Problem statement = Reproduce the listing below word for word, from its first line to its last.

Records from a dataset:
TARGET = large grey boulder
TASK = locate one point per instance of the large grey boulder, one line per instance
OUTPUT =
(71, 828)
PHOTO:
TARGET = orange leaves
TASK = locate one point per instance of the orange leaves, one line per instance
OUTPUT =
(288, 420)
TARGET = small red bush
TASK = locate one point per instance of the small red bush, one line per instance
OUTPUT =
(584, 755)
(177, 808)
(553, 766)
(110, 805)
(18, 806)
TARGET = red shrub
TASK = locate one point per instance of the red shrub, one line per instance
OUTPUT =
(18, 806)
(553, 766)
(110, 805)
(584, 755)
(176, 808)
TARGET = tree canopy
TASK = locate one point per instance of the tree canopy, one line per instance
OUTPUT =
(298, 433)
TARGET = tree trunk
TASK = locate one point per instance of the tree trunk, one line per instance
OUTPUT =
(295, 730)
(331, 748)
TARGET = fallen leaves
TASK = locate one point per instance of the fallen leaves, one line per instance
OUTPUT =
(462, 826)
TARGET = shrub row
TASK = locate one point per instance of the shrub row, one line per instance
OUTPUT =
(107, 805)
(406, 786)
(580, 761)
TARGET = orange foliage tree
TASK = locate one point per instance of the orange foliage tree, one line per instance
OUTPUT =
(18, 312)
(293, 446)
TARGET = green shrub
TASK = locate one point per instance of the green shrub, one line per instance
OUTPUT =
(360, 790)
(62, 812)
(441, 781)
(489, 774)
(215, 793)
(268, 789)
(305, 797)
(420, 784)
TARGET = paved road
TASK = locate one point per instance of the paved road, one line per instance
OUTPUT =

Response to this exercise =
TARGET = large grey boulder
TASK = locate one point per instance of the large grey boulder, one line per instance
OUTPUT =
(71, 828)
PHOTO:
TARGET = orange leaves
TASK = locate one point per instance of the orange leaves, one line per instance
OUTPUT =
(288, 420)
TARGET = small red bush
TASK = locate one point per instance of the small red bush, one line per instance
OUTPUT =
(584, 755)
(177, 808)
(553, 766)
(110, 805)
(18, 806)
TARGET = red shrub
TASK = locate one point per instance of the red shrub, one line per instance
OUTPUT =
(18, 806)
(553, 766)
(110, 805)
(584, 755)
(176, 808)
TARGET = tree canopy
TASK = locate one point per instance of the tree canopy, one line per instance
OUTPUT =
(298, 433)
TARGET = tree trunk
TASK = locate one point per instance of the tree trunk, one line per instance
OUTPUT =
(295, 730)
(331, 748)
TARGET = fallen leaves
TASK = locate one point per instance of the fallen leaves, one line per instance
OUTPUT =
(462, 826)
TARGET = shrub row
TASK = locate one point per instance of the shrub row, one line per instance
OUTPUT =
(107, 805)
(406, 786)
(580, 761)
TARGET = orange foliage tree
TASK = locate one point per instance of the orange foliage tree, one line per instance
OUTPUT =
(18, 312)
(293, 446)
TARGET = green shrub
TASK = locate one point per instance of the green shrub, one line per instance
OUTPUT =
(360, 790)
(62, 812)
(441, 781)
(489, 774)
(215, 793)
(268, 789)
(305, 797)
(420, 784)
TARGET = paved road
TASK = locate one point per instance of the paved road, one line per instance
OUTPUT =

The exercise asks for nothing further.